Reproduce the data below with every "Traced" changed to "Outlined" and all other text left as it is. Omit the pictures from your answer.

'''

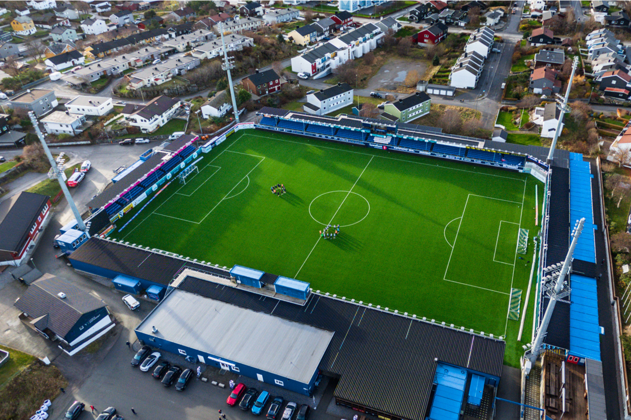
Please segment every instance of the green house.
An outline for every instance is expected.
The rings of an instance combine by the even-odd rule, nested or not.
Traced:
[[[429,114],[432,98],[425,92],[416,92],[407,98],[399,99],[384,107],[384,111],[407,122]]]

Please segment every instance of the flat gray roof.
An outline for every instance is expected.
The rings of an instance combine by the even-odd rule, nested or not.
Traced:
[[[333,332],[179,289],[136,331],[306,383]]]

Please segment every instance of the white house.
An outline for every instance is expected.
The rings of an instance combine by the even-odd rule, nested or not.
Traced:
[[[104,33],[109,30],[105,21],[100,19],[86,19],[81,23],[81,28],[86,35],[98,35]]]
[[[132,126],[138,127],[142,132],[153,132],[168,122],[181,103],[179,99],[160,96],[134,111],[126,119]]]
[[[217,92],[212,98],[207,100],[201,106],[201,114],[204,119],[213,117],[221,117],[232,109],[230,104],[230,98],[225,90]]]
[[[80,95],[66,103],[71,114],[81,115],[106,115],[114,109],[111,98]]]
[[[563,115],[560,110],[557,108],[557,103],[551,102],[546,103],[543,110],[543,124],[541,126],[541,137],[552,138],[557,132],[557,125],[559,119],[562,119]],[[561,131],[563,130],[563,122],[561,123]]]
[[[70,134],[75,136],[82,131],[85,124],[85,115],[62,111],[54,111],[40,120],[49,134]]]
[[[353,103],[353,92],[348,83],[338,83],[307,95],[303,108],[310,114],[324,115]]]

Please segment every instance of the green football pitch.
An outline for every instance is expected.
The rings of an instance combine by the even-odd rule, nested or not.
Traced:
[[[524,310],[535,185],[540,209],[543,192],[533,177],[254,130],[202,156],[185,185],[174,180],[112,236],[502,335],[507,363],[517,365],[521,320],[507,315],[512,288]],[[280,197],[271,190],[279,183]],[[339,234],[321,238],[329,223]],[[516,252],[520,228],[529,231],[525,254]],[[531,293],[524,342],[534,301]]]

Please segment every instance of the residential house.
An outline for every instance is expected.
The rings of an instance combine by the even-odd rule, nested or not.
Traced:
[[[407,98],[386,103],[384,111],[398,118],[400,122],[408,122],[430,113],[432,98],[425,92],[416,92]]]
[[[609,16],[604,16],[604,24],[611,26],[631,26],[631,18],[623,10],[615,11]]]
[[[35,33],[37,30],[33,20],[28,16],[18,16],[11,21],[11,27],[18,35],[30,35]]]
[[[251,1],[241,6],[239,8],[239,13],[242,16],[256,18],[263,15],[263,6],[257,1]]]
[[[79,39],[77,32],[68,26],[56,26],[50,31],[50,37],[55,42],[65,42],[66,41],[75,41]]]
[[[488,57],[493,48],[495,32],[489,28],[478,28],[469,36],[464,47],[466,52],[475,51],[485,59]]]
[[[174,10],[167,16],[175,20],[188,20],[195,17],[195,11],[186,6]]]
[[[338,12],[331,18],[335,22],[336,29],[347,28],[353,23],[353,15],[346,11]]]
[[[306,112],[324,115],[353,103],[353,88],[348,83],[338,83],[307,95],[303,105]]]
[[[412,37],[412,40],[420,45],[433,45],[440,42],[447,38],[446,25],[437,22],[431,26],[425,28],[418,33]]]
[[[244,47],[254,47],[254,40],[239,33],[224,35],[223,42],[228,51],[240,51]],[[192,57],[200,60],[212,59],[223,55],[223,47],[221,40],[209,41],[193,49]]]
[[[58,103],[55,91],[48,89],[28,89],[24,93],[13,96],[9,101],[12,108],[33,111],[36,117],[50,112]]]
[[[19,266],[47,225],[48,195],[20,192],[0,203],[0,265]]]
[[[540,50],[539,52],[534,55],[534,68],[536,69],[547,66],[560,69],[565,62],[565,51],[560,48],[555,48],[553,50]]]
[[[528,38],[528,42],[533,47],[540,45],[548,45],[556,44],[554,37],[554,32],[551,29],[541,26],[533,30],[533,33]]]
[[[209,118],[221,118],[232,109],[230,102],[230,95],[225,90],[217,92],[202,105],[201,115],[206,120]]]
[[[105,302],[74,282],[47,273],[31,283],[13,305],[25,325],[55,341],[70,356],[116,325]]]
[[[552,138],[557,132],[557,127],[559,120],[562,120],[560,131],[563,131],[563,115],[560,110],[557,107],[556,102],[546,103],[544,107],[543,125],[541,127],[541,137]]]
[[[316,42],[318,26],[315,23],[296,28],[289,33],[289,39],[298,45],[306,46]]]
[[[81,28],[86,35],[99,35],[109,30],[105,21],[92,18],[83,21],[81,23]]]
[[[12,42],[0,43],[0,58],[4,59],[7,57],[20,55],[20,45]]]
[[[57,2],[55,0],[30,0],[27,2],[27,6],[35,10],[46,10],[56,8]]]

'''

* Result of this task:
Please segment every instance of the green house.
An outline for every instance is expected.
The rings of an instance combine by the even-odd rule, nested or not.
Outlined:
[[[429,114],[432,98],[425,92],[416,92],[407,98],[399,99],[384,107],[384,111],[407,122]]]

Please segment every instance of the flat gray roof.
An outline for every instance is expected.
The rings of an instance combine by the even-odd rule, nested or not.
Outlined:
[[[333,332],[179,289],[136,331],[306,383]]]

Please segment every instance of the white house.
An outline for every instance is expected.
The rings of an instance combine by the even-odd rule, nested or not.
Outlined:
[[[104,33],[109,30],[105,21],[100,19],[86,19],[81,23],[81,28],[86,35],[98,35]]]
[[[132,126],[138,127],[142,132],[153,132],[168,122],[181,103],[179,99],[160,96],[134,111],[126,119]]]
[[[217,92],[212,98],[207,100],[201,106],[201,114],[204,119],[213,117],[221,117],[232,109],[230,104],[230,98],[225,90]]]
[[[80,95],[66,103],[71,114],[81,115],[106,115],[114,109],[111,98]]]
[[[563,115],[560,110],[557,108],[557,103],[551,102],[546,103],[543,110],[543,124],[541,126],[541,137],[552,138],[557,132],[557,125],[559,119],[562,119]],[[561,131],[563,130],[563,122],[561,123]]]
[[[70,134],[75,136],[82,131],[85,124],[85,115],[62,111],[54,111],[40,120],[49,134]]]
[[[353,103],[353,92],[348,83],[338,83],[307,95],[303,108],[310,114],[324,115]]]

Please segment every instance of the green football pitch.
An outline for every instance is expected.
The rings of an instance combine by the even-odd rule, nested or not.
Outlined:
[[[524,310],[535,185],[540,209],[543,192],[533,177],[254,130],[202,156],[185,185],[174,180],[112,236],[502,335],[507,363],[517,365],[521,320],[507,315],[512,288]],[[280,197],[271,190],[279,183]],[[339,234],[321,238],[329,223]],[[516,252],[520,228],[529,231],[525,254]],[[531,293],[524,342],[534,301]]]

Please segment every instance of the residential house.
An outline for every instance is expected.
The rings of an instance combine by the even-odd rule, nested or not.
Outlined:
[[[407,98],[386,103],[384,111],[398,118],[400,122],[408,122],[430,113],[432,98],[425,92],[416,92]]]
[[[609,16],[604,16],[604,24],[611,26],[631,26],[631,18],[623,10],[615,11]]]
[[[35,33],[37,30],[33,20],[28,16],[18,16],[11,21],[11,27],[18,35],[30,35]]]
[[[251,1],[241,6],[239,8],[239,13],[242,16],[256,18],[263,15],[263,6],[257,1]]]
[[[79,39],[77,32],[68,26],[56,26],[50,31],[50,37],[55,42],[65,42],[66,41],[75,41]]]
[[[488,57],[493,48],[495,32],[489,28],[478,28],[469,36],[464,47],[466,52],[475,51],[485,59]]]
[[[174,10],[167,16],[175,20],[188,20],[195,17],[195,11],[186,6]]]
[[[338,12],[331,18],[335,22],[336,29],[347,28],[353,23],[353,15],[346,11]]]
[[[306,112],[324,115],[353,103],[353,88],[348,83],[338,83],[307,95],[303,105]]]
[[[412,37],[412,40],[420,45],[433,45],[440,42],[447,38],[446,25],[437,22],[431,26],[425,28],[418,33]]]
[[[244,47],[254,47],[254,40],[239,33],[224,35],[223,42],[228,51],[240,51]],[[192,57],[200,60],[212,59],[223,55],[223,47],[221,40],[209,41],[193,49]]]
[[[58,103],[55,91],[48,89],[28,89],[24,93],[13,96],[9,101],[12,108],[33,111],[36,117],[50,112]]]
[[[19,266],[47,225],[48,195],[20,192],[0,203],[0,265]]]
[[[540,50],[539,52],[534,55],[534,68],[536,69],[547,66],[560,69],[565,62],[565,51],[560,48],[555,48],[553,50]]]
[[[528,38],[528,42],[533,47],[540,45],[548,45],[556,44],[554,37],[554,32],[551,29],[541,26],[533,30],[533,33]]]
[[[209,118],[221,118],[232,109],[230,102],[230,95],[225,90],[217,92],[202,105],[201,115],[206,120]]]
[[[105,302],[74,282],[47,273],[31,283],[13,305],[25,325],[55,341],[70,356],[116,325]]]
[[[552,138],[557,132],[557,127],[559,120],[562,120],[560,131],[563,131],[563,115],[560,110],[557,107],[556,102],[546,103],[544,107],[543,125],[541,127],[541,137]]]
[[[316,42],[318,26],[315,23],[296,28],[289,33],[289,39],[298,45],[306,46]]]
[[[81,28],[86,35],[99,35],[109,30],[105,21],[92,18],[83,21],[81,23]]]
[[[12,42],[0,43],[0,58],[4,59],[7,57],[20,55],[20,45]]]
[[[57,2],[55,0],[30,0],[27,2],[27,6],[35,10],[46,10],[56,8]]]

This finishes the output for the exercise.